Task statement ->
Images excluded, repeat each entry below exactly.

Data for this task ->
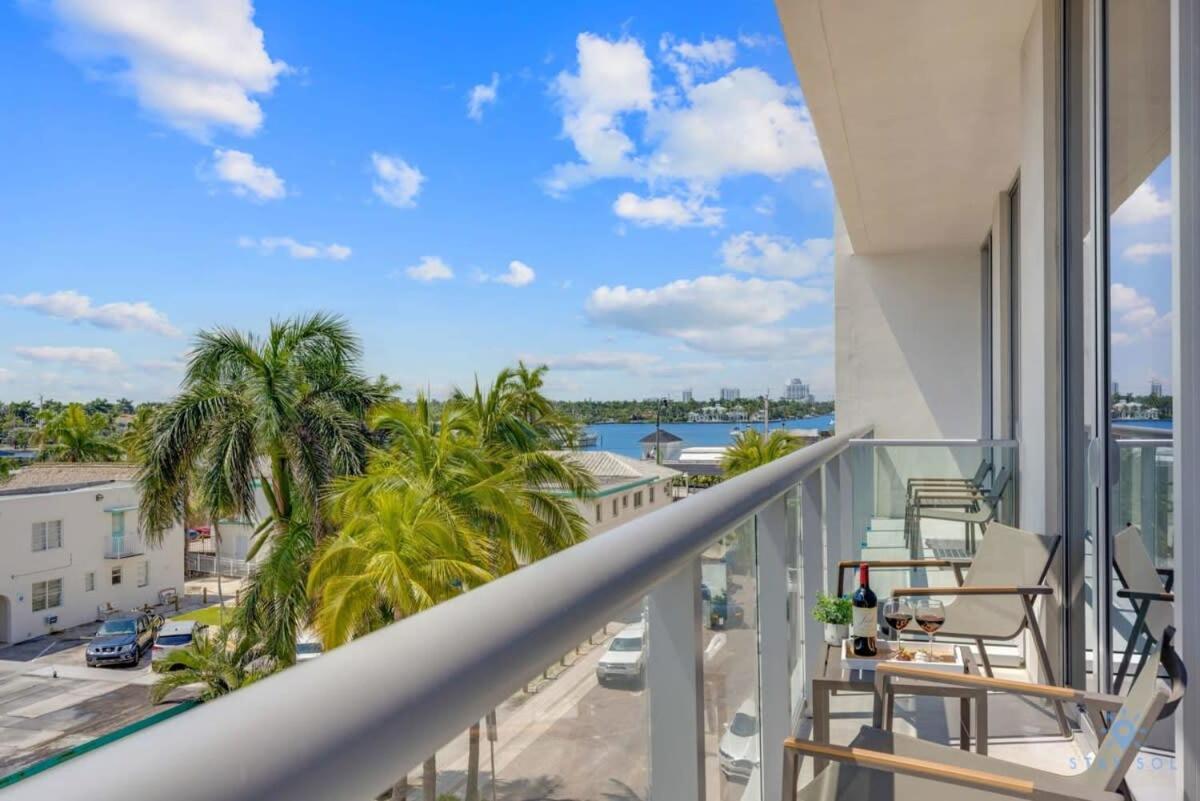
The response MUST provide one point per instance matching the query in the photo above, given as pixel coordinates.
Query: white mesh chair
(1149, 589)
(994, 601)
(885, 766)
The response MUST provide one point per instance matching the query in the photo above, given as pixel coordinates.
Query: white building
(72, 550)
(625, 488)
(797, 390)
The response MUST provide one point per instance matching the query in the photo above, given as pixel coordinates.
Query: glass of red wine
(930, 615)
(898, 612)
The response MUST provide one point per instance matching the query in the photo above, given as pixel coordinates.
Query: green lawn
(207, 615)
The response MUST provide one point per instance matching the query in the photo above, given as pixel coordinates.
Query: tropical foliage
(753, 450)
(219, 663)
(75, 435)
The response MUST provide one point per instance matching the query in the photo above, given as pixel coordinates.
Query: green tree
(220, 662)
(75, 435)
(285, 410)
(753, 450)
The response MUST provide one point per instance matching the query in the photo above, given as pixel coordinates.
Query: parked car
(173, 636)
(309, 649)
(121, 640)
(738, 750)
(724, 613)
(625, 658)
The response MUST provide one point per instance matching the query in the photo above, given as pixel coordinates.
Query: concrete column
(814, 573)
(774, 684)
(675, 687)
(1186, 290)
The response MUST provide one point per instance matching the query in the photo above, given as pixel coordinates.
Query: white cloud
(1135, 313)
(519, 275)
(689, 59)
(481, 95)
(720, 314)
(666, 211)
(777, 256)
(1143, 252)
(613, 79)
(741, 122)
(246, 176)
(1143, 206)
(100, 359)
(196, 65)
(429, 270)
(297, 250)
(396, 182)
(119, 315)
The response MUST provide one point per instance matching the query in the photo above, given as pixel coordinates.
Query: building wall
(909, 341)
(625, 509)
(87, 529)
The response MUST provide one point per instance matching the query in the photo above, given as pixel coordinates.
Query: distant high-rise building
(797, 390)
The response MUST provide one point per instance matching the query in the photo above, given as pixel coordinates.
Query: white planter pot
(835, 633)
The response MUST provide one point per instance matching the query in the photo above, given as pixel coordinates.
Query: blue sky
(635, 194)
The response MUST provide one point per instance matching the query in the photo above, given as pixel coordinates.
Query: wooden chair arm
(1047, 788)
(930, 675)
(895, 562)
(912, 766)
(1138, 595)
(924, 591)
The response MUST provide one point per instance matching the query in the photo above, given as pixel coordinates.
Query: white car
(738, 750)
(625, 658)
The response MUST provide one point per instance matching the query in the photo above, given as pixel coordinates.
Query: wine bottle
(865, 625)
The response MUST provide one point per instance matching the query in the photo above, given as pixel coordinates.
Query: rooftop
(54, 476)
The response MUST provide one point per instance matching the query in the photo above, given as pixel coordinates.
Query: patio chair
(994, 601)
(883, 766)
(977, 515)
(970, 487)
(1149, 589)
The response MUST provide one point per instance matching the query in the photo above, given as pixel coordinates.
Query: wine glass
(930, 615)
(898, 612)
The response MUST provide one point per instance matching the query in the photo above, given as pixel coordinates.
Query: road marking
(714, 645)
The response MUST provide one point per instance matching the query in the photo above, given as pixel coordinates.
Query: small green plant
(833, 609)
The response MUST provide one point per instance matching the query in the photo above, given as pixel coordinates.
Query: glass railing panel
(732, 741)
(576, 730)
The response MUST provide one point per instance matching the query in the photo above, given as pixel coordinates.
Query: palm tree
(399, 553)
(75, 435)
(753, 450)
(286, 409)
(221, 662)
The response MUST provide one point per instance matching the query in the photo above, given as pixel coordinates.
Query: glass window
(47, 595)
(47, 535)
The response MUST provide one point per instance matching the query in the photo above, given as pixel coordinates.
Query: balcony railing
(352, 722)
(123, 547)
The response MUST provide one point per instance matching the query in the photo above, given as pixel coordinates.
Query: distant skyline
(630, 194)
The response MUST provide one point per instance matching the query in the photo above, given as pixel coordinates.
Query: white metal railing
(348, 724)
(213, 564)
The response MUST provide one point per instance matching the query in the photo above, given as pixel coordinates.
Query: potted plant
(835, 613)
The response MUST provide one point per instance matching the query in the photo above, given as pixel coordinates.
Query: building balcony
(123, 547)
(669, 658)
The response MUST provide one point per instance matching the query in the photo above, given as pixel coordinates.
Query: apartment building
(72, 550)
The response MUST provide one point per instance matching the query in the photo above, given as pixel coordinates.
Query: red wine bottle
(865, 625)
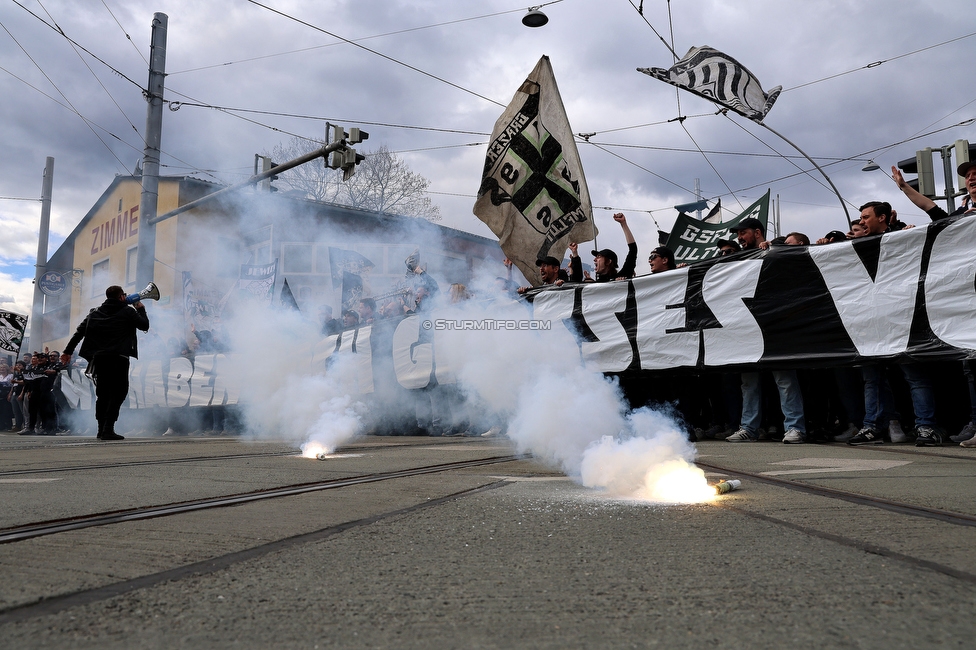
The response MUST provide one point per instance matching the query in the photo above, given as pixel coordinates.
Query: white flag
(533, 195)
(716, 76)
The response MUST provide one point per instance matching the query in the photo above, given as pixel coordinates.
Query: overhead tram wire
(876, 64)
(143, 56)
(376, 53)
(75, 49)
(76, 111)
(364, 38)
(784, 157)
(82, 47)
(717, 173)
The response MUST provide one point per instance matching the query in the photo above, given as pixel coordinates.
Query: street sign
(52, 283)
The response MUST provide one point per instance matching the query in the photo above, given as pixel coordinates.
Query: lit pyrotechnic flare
(678, 481)
(312, 449)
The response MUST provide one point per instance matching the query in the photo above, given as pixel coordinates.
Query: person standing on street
(109, 333)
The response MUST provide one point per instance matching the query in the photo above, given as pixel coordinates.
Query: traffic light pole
(148, 201)
(257, 178)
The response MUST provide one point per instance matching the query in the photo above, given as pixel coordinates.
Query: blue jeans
(879, 402)
(790, 400)
(923, 397)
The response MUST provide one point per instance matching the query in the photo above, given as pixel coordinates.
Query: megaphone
(151, 292)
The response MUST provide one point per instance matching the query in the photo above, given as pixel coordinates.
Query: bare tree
(383, 182)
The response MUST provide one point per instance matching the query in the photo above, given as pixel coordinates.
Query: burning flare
(314, 449)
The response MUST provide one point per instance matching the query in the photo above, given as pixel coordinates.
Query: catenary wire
(377, 53)
(82, 59)
(143, 56)
(357, 40)
(51, 81)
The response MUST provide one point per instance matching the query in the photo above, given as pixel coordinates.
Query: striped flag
(718, 77)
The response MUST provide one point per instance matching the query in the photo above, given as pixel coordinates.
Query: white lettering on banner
(146, 384)
(877, 314)
(77, 389)
(413, 361)
(740, 339)
(178, 382)
(657, 347)
(201, 393)
(950, 285)
(553, 305)
(612, 353)
(227, 389)
(690, 233)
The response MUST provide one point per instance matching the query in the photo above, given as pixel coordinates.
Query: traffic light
(963, 154)
(921, 164)
(345, 158)
(352, 158)
(264, 164)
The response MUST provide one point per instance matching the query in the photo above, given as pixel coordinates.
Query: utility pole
(148, 202)
(40, 267)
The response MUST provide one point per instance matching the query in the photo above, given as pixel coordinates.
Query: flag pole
(814, 163)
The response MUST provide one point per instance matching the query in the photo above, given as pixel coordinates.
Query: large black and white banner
(908, 295)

Complete answer ->
The response MUST provide one point per instance matching the query in the photo above, given as pixel coordinates.
Query: white mesh chair
(1149, 589)
(994, 601)
(885, 766)
The response MUST provide one point per instance matching the query in the photo above, given as pixel coordinates.
Query: white building
(72, 550)
(625, 488)
(797, 390)
The response MUST provide one point per instance matching the query in the photo above, given as pixel coordinates.
Query: glass of red wine
(930, 615)
(898, 612)
The response MUST provide one point per instance matching the query in the photo above, given as pixel coordinates.
Query: green lawn
(207, 615)
The response MUST provide one point per instance matching the query in the photo above, given as pixel coordinates.
Query: tropical foliage
(753, 450)
(219, 663)
(75, 435)
The response MUST provide one point per instance matching the query in the photo above, given as pixel coordinates.
Query: green tree
(220, 662)
(75, 435)
(285, 410)
(753, 450)
The response MUST provide one point per instance matching the query in the photo above, given as pixel coordinates.
Query: parked car
(173, 636)
(309, 649)
(121, 640)
(738, 750)
(724, 613)
(625, 658)
The response MUST provide one point per instance matching the query in the photo above, given as pixel coordinates.
Query: concrete column
(814, 573)
(774, 684)
(675, 687)
(1186, 290)
The response MUST provide one point per instance matching the query in the photo above, given as pixel coordinates.
Query: white cloud
(1135, 313)
(519, 275)
(689, 59)
(481, 95)
(720, 314)
(666, 211)
(777, 256)
(1143, 252)
(613, 79)
(741, 122)
(246, 176)
(1143, 206)
(100, 359)
(196, 65)
(429, 270)
(297, 250)
(396, 182)
(119, 315)
The response MUST provide one point per instance matching the query in the photo above, given as pixel coordinates.
Query: building wall
(909, 341)
(625, 509)
(87, 529)
The response MUST provide one point per instance matching the query in the photo above, given as pixel coordinates.
Query: distant high-rise building
(797, 390)
The response MUST provide one point per instance matching the query in the photo above, given as pixel coordinates.
Query: white planter pot
(835, 633)
The response MUST provide one point per instance matching the query in the photo above, given as pixel coordinates.
Query: blue sky
(635, 194)
The response MUST provide one point per instance matching the query in the photo above, given as pixel coordinates.
Query: wooden chair arm
(1047, 788)
(930, 675)
(895, 562)
(912, 766)
(1138, 595)
(924, 591)
The response MUST provide one point per instance matching the query in the photo above, given as pixel coordinates.
Query: white car
(738, 750)
(625, 658)
The response MUST provide one point per instance matching the query in the photo above, given as pixel coordinates.
Query: wine bottle
(865, 625)
The response MUST provide one point per instance matching the query in the photo above, given as pixel coordinates.
Query: rooftop
(54, 476)
The response MUST provide one point per instance matching the query in the photo above, given as pixel coordinates.
Query: patio chair
(994, 601)
(883, 766)
(977, 515)
(970, 487)
(1149, 589)
The response MUST provide one point per instance matching the query in the photo above, given as pixel coordinates.
Query: wine glass
(930, 615)
(898, 612)
The response MUST provide one point per instance matching the query in the photo above, given as pixel coordinates.
Query: road marking
(714, 645)
The response MUST provide one point per instance matching the query in the photo above, given as pixel coordinates.
Query: small green plant
(833, 609)
The response MUST provide one point per instance matching the query in the photo above, given as pixel coordinates.
Query: glass railing panel
(732, 741)
(576, 730)
The response MUST provide one point per instance matching the query in the photo above, given as pixel coordinates.
Query: palm tree
(399, 553)
(75, 435)
(753, 450)
(286, 409)
(221, 662)
The response MUST provide one point per instance matching the query in the photo above, given as pixel coordinates.
Query: glass window
(47, 595)
(47, 535)
The response MUST provide one point per instance matching the query in the photo above, given as pixel coordinates.
Query: balcony railing
(352, 722)
(123, 547)
The response MUST provide one point per instance matching the query in the photo above, given as pixel coordinates.
Query: distant skyline
(630, 194)
The response MUST provide one point per instance matching the query in the photo above, given as pixel coordinates.
Query: white metal railing
(348, 724)
(213, 564)
The response MUST provide one point per instance matching the query in the photo above, given as pixel coordinates.
Query: potted plant
(835, 613)
The response MUST provide one point per instance matching the query in the photo above, given as pixel coordinates.
Query: building balcony
(123, 547)
(669, 658)
The response MUST provide one point per instance matching the query in the photo above, given as pixel coordinates.
Query: apartment building
(72, 550)
The response MUST provide one point per instance matching the query in the photo above, given as pixel coordinates.
Query: red wine bottle
(865, 625)
The response MUST provide one point per instance matching the query in the photo above, given as pixel coordinates.
Query: white flag
(533, 195)
(716, 76)
The response MUST provide one point per instance matching the query in the photo above, given as pixel coordinates.
Query: overhead tram wire
(876, 64)
(143, 56)
(376, 53)
(75, 49)
(76, 111)
(364, 38)
(784, 157)
(82, 47)
(717, 173)
The response MUST provide one point per instance matching the query in the photo above, given as pixel coordinates.
Query: street sign
(52, 283)
The response MUST provide one point per instance matching the query in the photo above, given as pixel coordinates.
Query: lit pyrotechnic flare
(678, 481)
(312, 449)
The response MUST provide one point per instance matching the query in the photo above, given as pixel coordinates.
Query: person standing on street
(109, 333)
The response MUST provide one point per instance matching the query in the photo above, given as pixel coordinates.
Query: traffic light pole
(148, 201)
(257, 178)
The response MUST provide one point per instance matching the query in the photo above, given as pixel coordinates.
Query: blue jeans
(879, 402)
(790, 400)
(923, 397)
The response MUST provide one point per instance matching the query in the photo above, given as pixel coordinates.
Query: megaphone
(151, 292)
The response MUST provide one point per instance matching the query in the photo above, given as pixel coordinates.
Query: bare tree
(383, 182)
The response MUST provide one point per instance matching the query in the photo above, given as pixel coordinates.
Query: burning flare
(314, 449)
The response MUST provide one point per instance matching the query in the photo above, given as pixel coordinates.
Query: catenary wire
(377, 53)
(82, 59)
(143, 56)
(357, 40)
(51, 81)
The response MUST provide one point per instance matching the query in the photo above, given as pixel coordinates.
Query: striped flag
(718, 77)
The response MUST provide one point per instance matching the query in the photo above, given as pixel coordinates.
Query: white lettering on banner
(146, 384)
(877, 314)
(77, 389)
(413, 361)
(740, 339)
(178, 382)
(657, 347)
(201, 393)
(950, 285)
(553, 305)
(612, 353)
(227, 389)
(690, 233)
The response MUST provide one point per instance matching the query in the photo above, given as pixel coordinates.
Query: traffic light
(963, 154)
(921, 164)
(345, 158)
(352, 158)
(264, 164)
The response MUST provide one point per instance matching the query in the photo above, given as pixel coordinates.
Query: utility pole
(148, 202)
(40, 267)
The response MUST provide one point per instance matching the query in the photo above, given as pixel coordinates.
Query: flag pole
(814, 163)
The response MUST provide one point per instance matching the query in the photo above, given as pixel coordinates.
Query: large black and white banner
(908, 295)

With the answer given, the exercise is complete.